Collected data entries:
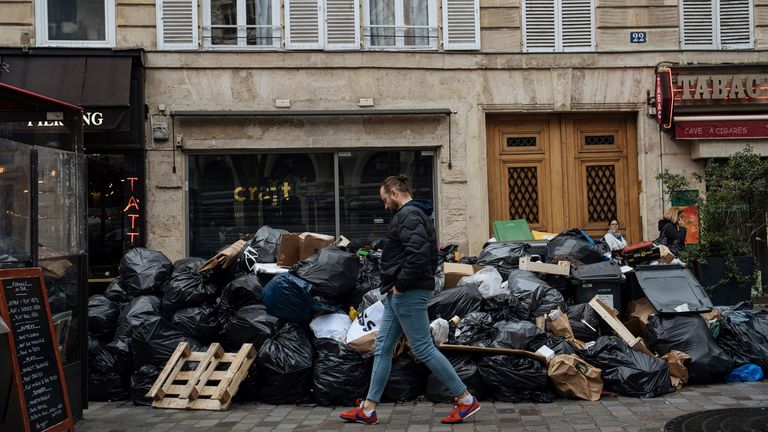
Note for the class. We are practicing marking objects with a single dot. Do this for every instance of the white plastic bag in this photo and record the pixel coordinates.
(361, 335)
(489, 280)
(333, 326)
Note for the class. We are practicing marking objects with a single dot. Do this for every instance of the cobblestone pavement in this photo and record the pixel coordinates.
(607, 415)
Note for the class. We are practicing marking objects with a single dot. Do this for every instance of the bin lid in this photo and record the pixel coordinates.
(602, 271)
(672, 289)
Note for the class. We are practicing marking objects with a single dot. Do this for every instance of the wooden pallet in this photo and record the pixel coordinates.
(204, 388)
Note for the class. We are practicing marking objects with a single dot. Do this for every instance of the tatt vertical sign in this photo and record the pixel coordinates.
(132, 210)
* * *
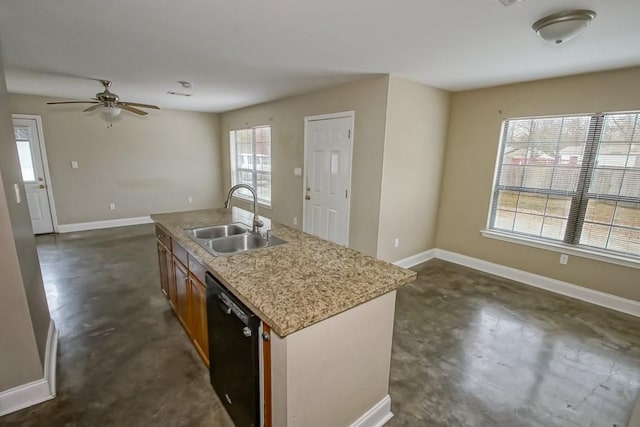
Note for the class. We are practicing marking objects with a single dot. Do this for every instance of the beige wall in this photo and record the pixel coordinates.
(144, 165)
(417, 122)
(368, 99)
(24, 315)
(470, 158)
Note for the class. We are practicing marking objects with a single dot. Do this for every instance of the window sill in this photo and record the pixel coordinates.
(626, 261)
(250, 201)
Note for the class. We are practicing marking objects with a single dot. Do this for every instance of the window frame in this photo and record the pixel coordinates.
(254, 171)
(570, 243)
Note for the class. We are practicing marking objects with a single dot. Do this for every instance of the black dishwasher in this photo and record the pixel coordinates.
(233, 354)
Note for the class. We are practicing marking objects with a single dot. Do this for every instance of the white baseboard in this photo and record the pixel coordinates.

▶ Required work
Starting at the line above that holds "the window sill" and ending at the line that holds "the white baseboard", transcribe each line exactly and include no other lines.

▶ Solution to the exercise
Note for the class. We are practicing marking objects with a single dot. Do this for every instance of the window sill in this photo and record the pixel coordinates.
(626, 261)
(250, 201)
Note for the class. We are practicing marking objects with a single dot. Do this for every instance of the window frame in this photo and record the pixel coordinates.
(254, 171)
(570, 243)
Note for the class. We are practicing marking objects with a single dot. Do this for every instance of the black dishwasher in this photo and record the pixel coordinates.
(233, 354)
Note for the class. We are practicing marking objects with a single dot. Do this for every instance of the white baseboard in this photo and record the pixel coordinates.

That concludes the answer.